EC OKs New Use for AbbVie’s Cancer Drug Imbruvica

The European Commission (EC) has approved AbbVie’s Imbruvica (ibrutinib) as a first-line treatment option for adult patients with chronic lymphocytic leukemia (CLL), expanding upon the initial EC approval in October 2014 for certain patients with CLL.

This decision comes just one month after the Committee for Medicinal Products for Human Use (CHMP) of the European Medicines Agency issued an opinion in favor of the use of Imbruvica for the treatment of adult patients with first-line CLL in the European Union.

Imbruvica is an oral, once-daily therapy that inhibits a protein called Bruton’s tyrosine kinase (BTK), a key signaling molecule in the B-cell receptor signaling complex that plays an important role in the survival and spread of malignant B cells. Imbruvia blocks signals that tell malignant B cells to multiply and spread uncontrollably.

▬▬▬▬▬▬▬▬▬▬

## List of tasks
**a.** Copy out the Imbruvica approval article word for word, starting with "This decision comes" and going on through "the European Union.".
**b.** Extend the Imbruvica approval article by writing what comes next after its final sentence.

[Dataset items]
▬▬▬▬▬▬▬▬▬▬

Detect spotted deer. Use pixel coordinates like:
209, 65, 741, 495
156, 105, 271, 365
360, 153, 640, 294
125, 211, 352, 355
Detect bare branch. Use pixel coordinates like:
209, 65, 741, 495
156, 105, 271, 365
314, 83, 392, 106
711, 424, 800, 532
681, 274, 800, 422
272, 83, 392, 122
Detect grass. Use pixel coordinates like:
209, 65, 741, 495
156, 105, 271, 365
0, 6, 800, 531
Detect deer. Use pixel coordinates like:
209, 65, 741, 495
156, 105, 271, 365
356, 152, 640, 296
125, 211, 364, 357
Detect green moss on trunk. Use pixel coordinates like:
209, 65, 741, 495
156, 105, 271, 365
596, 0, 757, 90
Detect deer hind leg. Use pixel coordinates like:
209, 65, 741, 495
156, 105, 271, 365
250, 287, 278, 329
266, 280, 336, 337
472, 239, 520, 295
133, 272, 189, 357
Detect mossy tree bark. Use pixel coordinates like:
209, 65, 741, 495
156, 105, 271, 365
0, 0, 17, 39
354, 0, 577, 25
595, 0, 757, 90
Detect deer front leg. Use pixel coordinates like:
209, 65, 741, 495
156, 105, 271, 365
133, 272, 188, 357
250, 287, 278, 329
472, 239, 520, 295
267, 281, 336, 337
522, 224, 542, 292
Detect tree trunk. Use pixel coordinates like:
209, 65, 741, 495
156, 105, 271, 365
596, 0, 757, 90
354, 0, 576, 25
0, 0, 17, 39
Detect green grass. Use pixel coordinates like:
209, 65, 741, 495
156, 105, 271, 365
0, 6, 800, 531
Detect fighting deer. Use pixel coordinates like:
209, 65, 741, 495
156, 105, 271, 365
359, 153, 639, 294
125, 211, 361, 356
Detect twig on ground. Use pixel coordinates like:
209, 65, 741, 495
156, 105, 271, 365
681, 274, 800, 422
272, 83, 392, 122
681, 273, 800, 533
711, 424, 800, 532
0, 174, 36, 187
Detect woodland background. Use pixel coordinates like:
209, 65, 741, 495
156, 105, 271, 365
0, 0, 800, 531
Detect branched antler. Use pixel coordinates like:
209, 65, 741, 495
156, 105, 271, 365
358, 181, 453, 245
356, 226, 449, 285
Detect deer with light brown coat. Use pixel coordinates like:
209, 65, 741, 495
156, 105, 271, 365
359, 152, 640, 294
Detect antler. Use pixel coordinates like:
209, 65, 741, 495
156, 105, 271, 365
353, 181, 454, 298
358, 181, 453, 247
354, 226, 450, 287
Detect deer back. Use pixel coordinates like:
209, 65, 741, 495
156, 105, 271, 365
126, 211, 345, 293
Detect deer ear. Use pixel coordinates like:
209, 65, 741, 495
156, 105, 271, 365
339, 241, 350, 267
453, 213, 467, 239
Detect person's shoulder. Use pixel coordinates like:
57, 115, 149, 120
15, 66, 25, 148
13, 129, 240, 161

▬▬▬▬▬▬▬▬▬▬

## Your responses
**a.**
This decision comes just one month after the Committee for Medicinal Products for Human Use (CHMP) of the European Medicines Agency issued an opinion in favor of the use of Imbruvica for the treatment of adult patients with first-line CLL in the European Union.

**b.**
AbbVie acquired Imbruvcia in its $21 billion acquisition of Pharmacyclics in 2015

Imbruvica is approved in the US to treat patients with chronic lymphocytic leukemia/small lymphocytic lymphoma (CLL/SLL), patients with mantle cell lymphoma (MCL) who have received at least one prior therapy, and patients with Waldenström’s macroglobulinemia (WM). It is approved in the EU to treat adult patients with relapsed or refractory MCL, previously untreated adult patients with chronic lymphocytic leukaemia (CLL), or those who have received at least one prior therapy, and adult patients with WM who have received at least one prior therapy, or first line patients unsuitable for chemo-immunotherapy

Imbruvica is being studied alone and in combination with other treatments in several blood and solid tumor cancers.